Location labeling records
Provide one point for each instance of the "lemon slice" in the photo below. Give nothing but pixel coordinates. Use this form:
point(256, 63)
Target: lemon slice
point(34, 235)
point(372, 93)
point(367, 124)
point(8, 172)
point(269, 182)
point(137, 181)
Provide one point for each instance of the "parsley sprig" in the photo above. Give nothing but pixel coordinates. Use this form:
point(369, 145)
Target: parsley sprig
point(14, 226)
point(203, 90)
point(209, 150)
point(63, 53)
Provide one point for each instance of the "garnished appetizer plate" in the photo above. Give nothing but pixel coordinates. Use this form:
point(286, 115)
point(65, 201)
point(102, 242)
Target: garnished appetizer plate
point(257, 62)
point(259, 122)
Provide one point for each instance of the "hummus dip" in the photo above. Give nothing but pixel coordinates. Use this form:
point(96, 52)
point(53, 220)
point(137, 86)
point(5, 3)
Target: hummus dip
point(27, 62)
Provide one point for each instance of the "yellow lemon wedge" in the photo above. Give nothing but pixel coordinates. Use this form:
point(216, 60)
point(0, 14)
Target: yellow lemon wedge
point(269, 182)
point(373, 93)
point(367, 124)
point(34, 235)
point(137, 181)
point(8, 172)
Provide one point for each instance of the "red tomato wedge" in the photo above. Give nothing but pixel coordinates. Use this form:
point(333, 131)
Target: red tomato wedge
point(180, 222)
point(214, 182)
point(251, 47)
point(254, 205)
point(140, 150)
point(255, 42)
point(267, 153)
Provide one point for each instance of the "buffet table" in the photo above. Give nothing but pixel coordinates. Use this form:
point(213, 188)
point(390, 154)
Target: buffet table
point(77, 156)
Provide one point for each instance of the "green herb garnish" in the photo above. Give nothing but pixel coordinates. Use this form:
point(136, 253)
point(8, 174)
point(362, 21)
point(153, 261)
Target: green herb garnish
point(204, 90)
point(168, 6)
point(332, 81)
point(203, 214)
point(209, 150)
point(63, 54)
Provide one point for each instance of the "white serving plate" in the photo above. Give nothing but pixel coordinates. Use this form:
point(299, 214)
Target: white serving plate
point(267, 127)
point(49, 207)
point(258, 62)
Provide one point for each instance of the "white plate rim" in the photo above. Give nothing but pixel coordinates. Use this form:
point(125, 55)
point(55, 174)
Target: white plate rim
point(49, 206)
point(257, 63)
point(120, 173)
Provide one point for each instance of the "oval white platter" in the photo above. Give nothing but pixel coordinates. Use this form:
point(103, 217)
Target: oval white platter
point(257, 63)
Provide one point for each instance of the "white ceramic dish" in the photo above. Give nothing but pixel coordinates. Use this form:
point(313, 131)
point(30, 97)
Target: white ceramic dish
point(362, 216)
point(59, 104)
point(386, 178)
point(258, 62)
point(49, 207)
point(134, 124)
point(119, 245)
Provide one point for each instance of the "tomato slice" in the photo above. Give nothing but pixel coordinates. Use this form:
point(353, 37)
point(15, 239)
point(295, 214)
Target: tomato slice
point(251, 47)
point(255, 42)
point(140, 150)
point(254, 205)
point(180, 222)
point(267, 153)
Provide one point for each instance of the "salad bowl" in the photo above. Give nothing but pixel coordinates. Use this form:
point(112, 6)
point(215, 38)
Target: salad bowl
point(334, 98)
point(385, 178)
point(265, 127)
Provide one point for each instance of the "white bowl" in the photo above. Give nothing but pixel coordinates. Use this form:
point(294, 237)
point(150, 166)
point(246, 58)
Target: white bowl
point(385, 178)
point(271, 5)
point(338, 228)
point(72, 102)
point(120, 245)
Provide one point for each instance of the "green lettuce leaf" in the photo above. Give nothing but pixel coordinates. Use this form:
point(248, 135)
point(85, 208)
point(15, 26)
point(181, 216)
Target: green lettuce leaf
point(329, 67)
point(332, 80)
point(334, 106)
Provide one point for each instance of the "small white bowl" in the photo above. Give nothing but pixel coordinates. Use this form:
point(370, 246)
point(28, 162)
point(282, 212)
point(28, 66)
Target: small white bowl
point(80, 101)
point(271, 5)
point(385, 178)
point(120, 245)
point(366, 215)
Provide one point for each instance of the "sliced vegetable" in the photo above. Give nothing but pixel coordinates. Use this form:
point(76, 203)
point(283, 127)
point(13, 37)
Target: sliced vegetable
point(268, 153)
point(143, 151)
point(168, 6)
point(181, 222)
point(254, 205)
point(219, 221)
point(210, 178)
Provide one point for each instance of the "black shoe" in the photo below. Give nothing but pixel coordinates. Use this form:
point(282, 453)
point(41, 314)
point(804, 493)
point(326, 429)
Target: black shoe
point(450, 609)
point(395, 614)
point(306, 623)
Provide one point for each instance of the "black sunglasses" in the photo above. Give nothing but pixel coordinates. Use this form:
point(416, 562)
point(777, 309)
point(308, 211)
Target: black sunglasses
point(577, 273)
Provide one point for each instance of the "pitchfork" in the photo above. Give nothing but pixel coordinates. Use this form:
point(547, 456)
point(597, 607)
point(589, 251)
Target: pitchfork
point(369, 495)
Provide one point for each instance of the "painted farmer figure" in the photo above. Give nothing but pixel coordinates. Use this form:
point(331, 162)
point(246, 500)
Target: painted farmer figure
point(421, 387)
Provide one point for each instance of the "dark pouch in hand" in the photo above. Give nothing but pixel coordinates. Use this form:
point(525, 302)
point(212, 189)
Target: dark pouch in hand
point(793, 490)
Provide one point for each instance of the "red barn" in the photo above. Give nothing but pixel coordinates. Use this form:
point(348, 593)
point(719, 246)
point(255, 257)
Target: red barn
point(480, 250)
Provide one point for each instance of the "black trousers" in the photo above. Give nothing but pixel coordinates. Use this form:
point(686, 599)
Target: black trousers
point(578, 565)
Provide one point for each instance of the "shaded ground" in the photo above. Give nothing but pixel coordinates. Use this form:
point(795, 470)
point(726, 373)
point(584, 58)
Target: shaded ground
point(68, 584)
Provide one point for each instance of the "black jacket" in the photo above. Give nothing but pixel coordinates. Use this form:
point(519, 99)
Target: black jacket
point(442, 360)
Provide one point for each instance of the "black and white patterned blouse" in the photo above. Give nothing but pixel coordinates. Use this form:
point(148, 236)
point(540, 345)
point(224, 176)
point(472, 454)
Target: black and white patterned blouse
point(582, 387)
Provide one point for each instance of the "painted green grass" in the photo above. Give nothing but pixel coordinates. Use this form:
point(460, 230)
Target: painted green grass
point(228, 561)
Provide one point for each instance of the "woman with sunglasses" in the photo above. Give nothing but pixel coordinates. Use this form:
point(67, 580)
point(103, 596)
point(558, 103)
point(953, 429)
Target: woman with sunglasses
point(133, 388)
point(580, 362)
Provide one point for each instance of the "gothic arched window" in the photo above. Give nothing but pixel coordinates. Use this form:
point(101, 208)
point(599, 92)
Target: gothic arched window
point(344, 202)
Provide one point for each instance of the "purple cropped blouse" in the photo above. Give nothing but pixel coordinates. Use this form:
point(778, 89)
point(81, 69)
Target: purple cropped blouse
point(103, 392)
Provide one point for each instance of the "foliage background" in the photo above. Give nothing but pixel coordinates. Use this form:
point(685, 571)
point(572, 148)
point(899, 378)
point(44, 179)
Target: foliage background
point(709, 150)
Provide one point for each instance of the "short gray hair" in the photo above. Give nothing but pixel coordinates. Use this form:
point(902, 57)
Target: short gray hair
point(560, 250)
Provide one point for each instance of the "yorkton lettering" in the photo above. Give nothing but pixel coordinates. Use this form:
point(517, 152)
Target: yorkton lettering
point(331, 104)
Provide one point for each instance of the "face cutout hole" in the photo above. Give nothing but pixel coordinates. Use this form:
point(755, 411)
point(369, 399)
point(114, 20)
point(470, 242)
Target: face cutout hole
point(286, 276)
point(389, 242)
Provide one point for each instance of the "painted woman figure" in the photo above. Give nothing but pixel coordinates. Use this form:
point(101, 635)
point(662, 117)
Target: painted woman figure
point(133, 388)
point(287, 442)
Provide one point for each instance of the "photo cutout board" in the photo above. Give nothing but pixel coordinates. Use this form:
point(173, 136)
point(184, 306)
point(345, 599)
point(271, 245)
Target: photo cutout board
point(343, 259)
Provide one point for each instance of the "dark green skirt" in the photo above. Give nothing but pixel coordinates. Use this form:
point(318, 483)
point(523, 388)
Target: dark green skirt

» **GOAL**:
Give back the items above word for word, from their first line up to and including the line that contains "point(63, 54)".

» **TASK SOLUTION**:
Provide one point for each instance of the "lemon slice" in the photo below. Give nothing but pixel coordinates. Use this form:
point(256, 63)
Target: lemon slice
point(34, 235)
point(372, 93)
point(367, 124)
point(8, 172)
point(269, 182)
point(137, 181)
Provide one point for each instance of the "parsley sprig" in the photo above. Give nothing but pixel coordinates. Use this form:
point(369, 145)
Target: parsley sprig
point(14, 226)
point(203, 90)
point(209, 150)
point(63, 53)
Provide one point for each instance of the "garnished appetizer plate" in the photo above. Give nothing but pixel coordinates. Use this form:
point(286, 115)
point(65, 201)
point(102, 242)
Target: garnished appetizer plate
point(257, 62)
point(259, 122)
Provide one point for each instance of the "hummus dip" in the photo above. Give nothing but pixel coordinates. Use this form:
point(96, 52)
point(53, 220)
point(137, 86)
point(5, 3)
Target: hummus dip
point(27, 62)
Provide one point for each instance of the "yellow lemon wedge" in the photo above. Give nothing but pixel coordinates. Use this form:
point(216, 60)
point(0, 14)
Target: yellow lemon wedge
point(269, 182)
point(373, 93)
point(367, 124)
point(34, 235)
point(137, 181)
point(8, 172)
Provide one point for each instance of the "red tomato wedge" in the photo above. Give nothing but pixel coordinates. Use this form:
point(333, 131)
Target: red tomato wedge
point(180, 222)
point(214, 182)
point(251, 47)
point(254, 205)
point(140, 150)
point(255, 42)
point(267, 153)
Provide one point for each instance of the "buffet table" in the photo above. Give nothing but pixel coordinates. Use this form:
point(213, 188)
point(390, 154)
Target: buffet table
point(77, 156)
Provide one point for each instance of the "green herb garnish" in the photo above. Give nothing but pixel coordinates. Use this form:
point(136, 253)
point(8, 174)
point(362, 21)
point(153, 261)
Target: green herb garnish
point(204, 90)
point(168, 6)
point(332, 81)
point(203, 214)
point(209, 150)
point(63, 54)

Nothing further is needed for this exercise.